Selected text:
Sidney Feller (December 24, 1916 – February 16, 2006) was an American conductor and arranger, best known for his work with Ray Charles. He worked with Charles on hundreds of songs including Georgia on My Mind and worked as Charles' conductor while on tour. Ray Charles once said of him "if they call me a genius, then Sid Feller is Einstein." [739.ece]

==Early career==
Feller learned how to play the trumpet while a member of the Boy Scouts of America and also played the piano. He started playing as a member of local bands around New York City in the late 1930s and his career as an arranger started around that time. Feller worked with Jack Teagarden in 1940 before joining the US Army as a musician.

After the war, he worked with Teagarden again before joining Carmen Cavallaro's band in 1949. He joined Capitol Records where he worked as a conductor and arranger. During this period, he worked on records by Elvis Presley, Dean Martin, Peggy Lee, Matt Monro, Mel Tormé, Sandler and Young, Dakota Staton, Donna Hightower, Nancy Wilson and Jackie Gleason.

Feller joined a new record label, ABC-Paramount, in 1955, where he worked with Paul Anka, Eydie Gorme and Steve Lawrence. He also recorded three albums of his own: Music for Expectant Mothers, Music to Break a Lease By and More Music to Break a Lease By.

Exercise prompt: Return the full text about Sidney Feller word for word, with no changes.

Supplied information:
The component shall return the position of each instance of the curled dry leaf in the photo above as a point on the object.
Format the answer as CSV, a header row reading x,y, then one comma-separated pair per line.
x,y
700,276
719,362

Response area:
Sidney Feller (December 24, 1916 – February 16, 2006) was an American conductor and arranger, best known for his work with Ray Charles. He worked with Charles on hundreds of songs including Georgia on My Mind and worked as Charles' conductor while on tour. Ray Charles once said of him "if they call me a genius, then Sid Feller is Einstein." [739.ece]

==Early career==
Feller learned how to play the trumpet while a member of the Boy Scouts of America and also played the piano. He started playing as a member of local bands around New York City in the late 1930s and his career as an arranger started around that time. Feller worked with Jack Teagarden in 1940 before joining the US Army as a musician.

After the war, he worked with Teagarden again before joining Carmen Cavallaro's band in 1949. He joined Capitol Records where he worked as a conductor and arranger. During this period, he worked on records by Elvis Presley, Dean Martin, Peggy Lee, Matt Monro, Mel Tormé, Sandler and Young, Dakota Staton, Donna Hightower, Nancy Wilson and Jackie Gleason.

Feller joined a new record label, ABC-Paramount, in 1955, where he worked with Paul Anka, Eydie Gorme and Steve Lawrence. He also recorded three albums of his own: Music for Expectant Mothers, Music to Break a Lease By and More Music to Break a Lease By.